Start of EXTRACT PROVIDED

Volatile conditions – tensions rise in Asia
As the Sep/Oct issue of Shephard’s Digital Battlespace went to press, it was reported that North Korean leader Kim Jong Un was on the brink of firing missiles towards the US territory of Guam. That has not happened, yet, but it is another sign that the unhinged leader of North Korea continues to be a threat to the region and, as his missile and nuclear technologies advance, to countries outside the region.
This year has seen North Korea’s ballistic missile capability go from strength to strength and by July the country had carried out at least 14 firings of various domestic-built missiles. The 14th was possibly the most significant, with the firing of a intercontinental ballistic missile (ICBM) that could have hit the US west coast (which was instead was fired 2,300 miles into space).
Add to that already dangerous situation the development of a possible nuclear warhead for an ICBM and the situation becomes almost apocalyptic. If it’s any comfort, it is believed that North Korea still does not possess the capability to miniaturise a nuclear warhead or even the technology for the warhead to survive re-entry. Yet despite these limitations, and an international community grouping together to impose harsh sanctions, Pyongyang still manages to achieve successes.

End of EXTRACT PROVIDED
Start of RECORDS SHOWN

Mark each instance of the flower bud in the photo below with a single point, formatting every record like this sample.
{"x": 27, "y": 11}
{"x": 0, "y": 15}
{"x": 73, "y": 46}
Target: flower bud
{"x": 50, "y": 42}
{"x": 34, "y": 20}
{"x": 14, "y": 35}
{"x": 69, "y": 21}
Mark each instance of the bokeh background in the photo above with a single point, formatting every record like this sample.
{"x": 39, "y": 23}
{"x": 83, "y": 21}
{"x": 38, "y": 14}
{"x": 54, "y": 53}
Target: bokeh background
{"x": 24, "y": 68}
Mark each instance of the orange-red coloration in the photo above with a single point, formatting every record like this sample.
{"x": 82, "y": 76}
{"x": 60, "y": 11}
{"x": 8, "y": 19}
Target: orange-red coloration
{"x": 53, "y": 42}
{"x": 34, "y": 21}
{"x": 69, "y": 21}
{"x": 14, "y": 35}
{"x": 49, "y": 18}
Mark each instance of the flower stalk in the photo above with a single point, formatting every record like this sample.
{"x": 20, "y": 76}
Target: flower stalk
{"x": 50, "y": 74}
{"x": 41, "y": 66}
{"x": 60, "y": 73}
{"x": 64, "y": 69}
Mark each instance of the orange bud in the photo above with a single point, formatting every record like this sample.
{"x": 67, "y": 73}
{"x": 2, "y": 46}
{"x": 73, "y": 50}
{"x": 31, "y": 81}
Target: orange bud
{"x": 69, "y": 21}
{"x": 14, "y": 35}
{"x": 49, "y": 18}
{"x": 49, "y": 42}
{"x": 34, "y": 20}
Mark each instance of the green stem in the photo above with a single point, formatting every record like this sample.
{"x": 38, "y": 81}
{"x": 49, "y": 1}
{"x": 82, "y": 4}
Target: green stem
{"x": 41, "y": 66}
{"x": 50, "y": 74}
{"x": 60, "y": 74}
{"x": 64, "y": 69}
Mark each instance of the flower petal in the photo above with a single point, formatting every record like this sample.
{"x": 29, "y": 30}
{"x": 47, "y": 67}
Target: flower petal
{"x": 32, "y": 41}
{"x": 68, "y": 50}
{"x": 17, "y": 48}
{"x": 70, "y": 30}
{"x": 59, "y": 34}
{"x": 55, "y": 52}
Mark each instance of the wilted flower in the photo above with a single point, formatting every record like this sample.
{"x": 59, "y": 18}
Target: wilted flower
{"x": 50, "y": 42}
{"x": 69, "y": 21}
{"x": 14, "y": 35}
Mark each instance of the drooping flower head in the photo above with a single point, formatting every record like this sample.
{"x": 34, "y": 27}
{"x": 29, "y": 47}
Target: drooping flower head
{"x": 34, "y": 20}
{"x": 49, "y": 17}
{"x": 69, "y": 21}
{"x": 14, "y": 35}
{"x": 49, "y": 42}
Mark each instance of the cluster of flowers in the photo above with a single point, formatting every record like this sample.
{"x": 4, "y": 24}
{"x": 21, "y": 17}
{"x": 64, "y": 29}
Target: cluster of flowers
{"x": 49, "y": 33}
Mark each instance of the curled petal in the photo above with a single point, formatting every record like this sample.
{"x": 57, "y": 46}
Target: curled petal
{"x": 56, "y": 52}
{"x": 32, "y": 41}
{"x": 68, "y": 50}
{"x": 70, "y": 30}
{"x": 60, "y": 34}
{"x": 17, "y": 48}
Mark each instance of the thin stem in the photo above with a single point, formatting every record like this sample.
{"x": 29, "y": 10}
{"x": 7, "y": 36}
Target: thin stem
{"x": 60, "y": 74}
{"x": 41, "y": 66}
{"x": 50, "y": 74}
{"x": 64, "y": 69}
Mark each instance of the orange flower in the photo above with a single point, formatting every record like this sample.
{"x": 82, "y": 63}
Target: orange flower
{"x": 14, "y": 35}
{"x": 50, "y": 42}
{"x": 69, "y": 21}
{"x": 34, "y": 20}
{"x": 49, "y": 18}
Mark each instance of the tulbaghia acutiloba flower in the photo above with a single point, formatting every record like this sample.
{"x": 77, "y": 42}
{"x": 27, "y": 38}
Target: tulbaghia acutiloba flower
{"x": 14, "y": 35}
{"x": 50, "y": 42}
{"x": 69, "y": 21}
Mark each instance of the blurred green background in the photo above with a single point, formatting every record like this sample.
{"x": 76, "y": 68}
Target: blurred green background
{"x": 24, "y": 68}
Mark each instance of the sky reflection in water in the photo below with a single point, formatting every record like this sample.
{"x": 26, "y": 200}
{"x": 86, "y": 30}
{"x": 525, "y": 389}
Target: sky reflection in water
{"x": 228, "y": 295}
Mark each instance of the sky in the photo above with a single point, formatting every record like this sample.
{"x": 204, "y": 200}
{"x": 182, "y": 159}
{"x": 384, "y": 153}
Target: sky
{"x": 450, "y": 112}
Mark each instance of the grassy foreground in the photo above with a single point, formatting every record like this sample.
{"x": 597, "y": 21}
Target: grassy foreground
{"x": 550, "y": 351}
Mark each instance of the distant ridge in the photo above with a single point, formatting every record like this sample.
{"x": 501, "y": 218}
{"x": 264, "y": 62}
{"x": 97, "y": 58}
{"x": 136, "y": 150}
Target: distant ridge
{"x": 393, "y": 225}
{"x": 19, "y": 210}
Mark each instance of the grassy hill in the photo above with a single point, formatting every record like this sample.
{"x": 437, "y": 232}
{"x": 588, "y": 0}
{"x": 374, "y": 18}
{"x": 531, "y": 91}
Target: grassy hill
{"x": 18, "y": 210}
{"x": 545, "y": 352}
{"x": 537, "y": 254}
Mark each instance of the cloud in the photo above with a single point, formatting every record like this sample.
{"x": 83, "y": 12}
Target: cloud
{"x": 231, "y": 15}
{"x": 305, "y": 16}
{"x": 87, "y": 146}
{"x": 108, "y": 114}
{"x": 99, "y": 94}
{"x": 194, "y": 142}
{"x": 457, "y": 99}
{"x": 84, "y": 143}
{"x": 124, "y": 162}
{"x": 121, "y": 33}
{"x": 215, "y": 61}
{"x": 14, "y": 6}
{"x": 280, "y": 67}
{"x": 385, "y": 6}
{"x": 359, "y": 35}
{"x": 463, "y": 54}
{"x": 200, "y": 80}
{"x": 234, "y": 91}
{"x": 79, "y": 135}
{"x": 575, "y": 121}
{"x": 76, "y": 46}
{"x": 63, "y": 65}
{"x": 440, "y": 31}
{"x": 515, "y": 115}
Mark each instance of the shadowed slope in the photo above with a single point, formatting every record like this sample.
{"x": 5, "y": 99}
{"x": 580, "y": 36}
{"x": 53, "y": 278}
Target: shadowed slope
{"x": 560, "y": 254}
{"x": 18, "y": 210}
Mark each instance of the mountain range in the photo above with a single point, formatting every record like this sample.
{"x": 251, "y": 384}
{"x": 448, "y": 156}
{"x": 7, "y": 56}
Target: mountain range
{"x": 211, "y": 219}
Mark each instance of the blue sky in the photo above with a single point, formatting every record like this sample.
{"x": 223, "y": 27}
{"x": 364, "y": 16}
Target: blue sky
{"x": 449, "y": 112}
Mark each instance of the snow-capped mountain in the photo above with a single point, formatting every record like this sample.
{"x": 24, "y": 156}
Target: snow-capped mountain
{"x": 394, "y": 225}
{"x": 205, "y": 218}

End of RECORDS SHOWN

* _PROBLEM REQUIREMENTS_
In the article on rising tensions in Asia, swap "warhead" for "payload" and write out the passage between "This year has" and "to achieve successes.", inclusive. The listing has no role in this exercise.

* _YOUR RESPONSE_
This year has seen North Korea’s ballistic missile capability go from strength to strength and by July the country had carried out at least 14 firings of various domestic-built missiles. The 14th was possibly the most significant, with the firing of a intercontinental ballistic missile (ICBM) that could have hit the US west coast (which was instead was fired 2,300 miles into space).
Add to that already dangerous situation the development of a possible nuclear payload for an ICBM and the situation becomes almost apocalyptic. If it’s any comfort, it is believed that North Korea still does not possess the capability to miniaturise a nuclear payload or even the technology for the payload to survive re-entry. Yet despite these limitations, and an international community grouping together to impose harsh sanctions, Pyongyang still manages to achieve successes.